• [SHORT EXERCISE]:
Pick out and copy every line in the items below that contains the string "tire". Matching is case-sensitive.

# # #

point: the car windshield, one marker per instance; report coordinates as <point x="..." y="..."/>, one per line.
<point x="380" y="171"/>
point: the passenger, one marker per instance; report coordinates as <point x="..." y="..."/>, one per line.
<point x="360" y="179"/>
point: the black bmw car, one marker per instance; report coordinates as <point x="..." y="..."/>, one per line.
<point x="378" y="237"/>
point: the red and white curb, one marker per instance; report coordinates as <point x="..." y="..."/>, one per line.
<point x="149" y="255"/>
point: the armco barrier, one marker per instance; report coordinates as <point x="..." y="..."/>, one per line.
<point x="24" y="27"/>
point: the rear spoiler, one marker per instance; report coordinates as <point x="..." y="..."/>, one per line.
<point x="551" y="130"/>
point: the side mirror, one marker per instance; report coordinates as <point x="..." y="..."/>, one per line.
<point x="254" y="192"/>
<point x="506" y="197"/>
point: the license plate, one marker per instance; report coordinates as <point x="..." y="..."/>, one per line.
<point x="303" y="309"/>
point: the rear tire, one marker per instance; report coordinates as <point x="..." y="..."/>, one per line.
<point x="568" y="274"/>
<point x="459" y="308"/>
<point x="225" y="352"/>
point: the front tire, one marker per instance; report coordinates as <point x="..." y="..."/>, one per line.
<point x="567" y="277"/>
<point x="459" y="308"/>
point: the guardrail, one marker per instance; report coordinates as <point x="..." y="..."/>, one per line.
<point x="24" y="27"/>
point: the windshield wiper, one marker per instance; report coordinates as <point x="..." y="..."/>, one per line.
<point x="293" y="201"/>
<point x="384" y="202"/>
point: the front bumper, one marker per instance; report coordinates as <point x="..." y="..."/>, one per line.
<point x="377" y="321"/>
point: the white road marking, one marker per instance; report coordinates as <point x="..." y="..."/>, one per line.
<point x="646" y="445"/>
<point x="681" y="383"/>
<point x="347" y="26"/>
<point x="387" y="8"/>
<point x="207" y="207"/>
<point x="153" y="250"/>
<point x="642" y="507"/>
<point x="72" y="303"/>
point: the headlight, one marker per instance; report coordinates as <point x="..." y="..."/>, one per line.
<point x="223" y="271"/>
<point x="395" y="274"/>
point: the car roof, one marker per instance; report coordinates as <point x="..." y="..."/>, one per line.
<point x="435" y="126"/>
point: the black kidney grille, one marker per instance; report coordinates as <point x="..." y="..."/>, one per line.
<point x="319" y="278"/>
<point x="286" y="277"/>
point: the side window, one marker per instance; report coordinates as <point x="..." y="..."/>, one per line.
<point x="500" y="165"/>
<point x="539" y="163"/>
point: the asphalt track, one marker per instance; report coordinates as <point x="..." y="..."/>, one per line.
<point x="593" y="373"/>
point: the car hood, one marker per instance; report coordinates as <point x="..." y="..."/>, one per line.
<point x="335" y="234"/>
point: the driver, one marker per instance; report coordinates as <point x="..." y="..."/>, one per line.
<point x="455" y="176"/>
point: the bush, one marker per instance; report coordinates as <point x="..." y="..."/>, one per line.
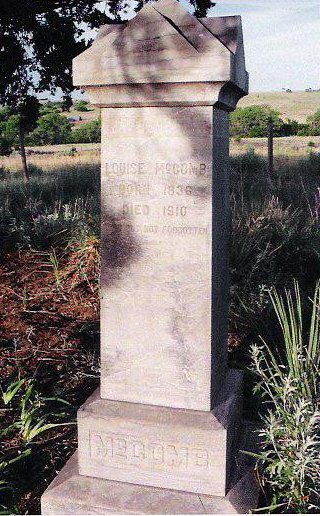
<point x="81" y="105"/>
<point x="252" y="121"/>
<point x="290" y="385"/>
<point x="87" y="133"/>
<point x="51" y="129"/>
<point x="314" y="123"/>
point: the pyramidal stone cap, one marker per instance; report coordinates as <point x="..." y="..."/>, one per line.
<point x="156" y="57"/>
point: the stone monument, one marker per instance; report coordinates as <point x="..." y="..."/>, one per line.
<point x="162" y="436"/>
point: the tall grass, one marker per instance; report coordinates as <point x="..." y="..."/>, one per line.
<point x="275" y="238"/>
<point x="289" y="381"/>
<point x="50" y="209"/>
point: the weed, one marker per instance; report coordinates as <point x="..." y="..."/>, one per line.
<point x="53" y="260"/>
<point x="289" y="384"/>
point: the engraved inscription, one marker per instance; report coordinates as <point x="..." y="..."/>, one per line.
<point x="159" y="168"/>
<point x="155" y="191"/>
<point x="123" y="449"/>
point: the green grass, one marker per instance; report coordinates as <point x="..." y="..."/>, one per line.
<point x="297" y="105"/>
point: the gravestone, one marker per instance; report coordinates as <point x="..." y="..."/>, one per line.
<point x="162" y="435"/>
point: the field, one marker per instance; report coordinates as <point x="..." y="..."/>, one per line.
<point x="49" y="298"/>
<point x="297" y="105"/>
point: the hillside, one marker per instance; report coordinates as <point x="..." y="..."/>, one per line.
<point x="297" y="105"/>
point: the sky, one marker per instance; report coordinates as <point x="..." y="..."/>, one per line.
<point x="282" y="41"/>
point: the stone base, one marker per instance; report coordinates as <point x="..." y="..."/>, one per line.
<point x="186" y="450"/>
<point x="71" y="493"/>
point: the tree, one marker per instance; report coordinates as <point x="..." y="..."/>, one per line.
<point x="81" y="105"/>
<point x="253" y="121"/>
<point x="39" y="39"/>
<point x="87" y="133"/>
<point x="51" y="129"/>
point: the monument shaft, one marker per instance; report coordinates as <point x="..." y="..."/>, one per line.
<point x="163" y="432"/>
<point x="163" y="309"/>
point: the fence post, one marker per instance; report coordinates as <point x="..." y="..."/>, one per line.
<point x="270" y="151"/>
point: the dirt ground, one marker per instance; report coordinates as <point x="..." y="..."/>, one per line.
<point x="49" y="332"/>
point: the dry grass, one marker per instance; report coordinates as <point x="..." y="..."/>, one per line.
<point x="297" y="105"/>
<point x="289" y="146"/>
<point x="52" y="157"/>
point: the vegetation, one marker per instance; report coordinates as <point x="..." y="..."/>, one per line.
<point x="49" y="229"/>
<point x="49" y="267"/>
<point x="289" y="381"/>
<point x="253" y="121"/>
<point x="314" y="123"/>
<point x="81" y="105"/>
<point x="51" y="129"/>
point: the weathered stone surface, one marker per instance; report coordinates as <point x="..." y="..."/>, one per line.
<point x="164" y="309"/>
<point x="163" y="45"/>
<point x="174" y="448"/>
<point x="71" y="493"/>
<point x="163" y="437"/>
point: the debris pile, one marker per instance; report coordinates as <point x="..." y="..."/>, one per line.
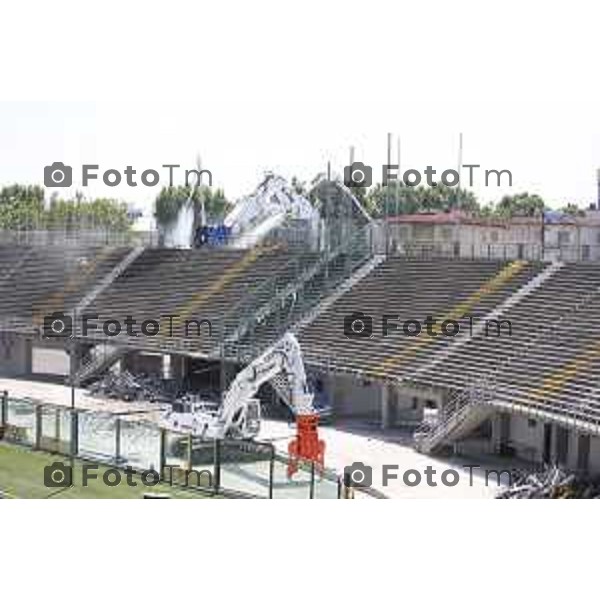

# # #

• [SOLUTION]:
point: the rear tire, one marker per instance; report coordinates as <point x="..." y="..."/>, one per line.
point: the front tire, one marker per instance; report coordinates as <point x="..." y="..."/>, one per line.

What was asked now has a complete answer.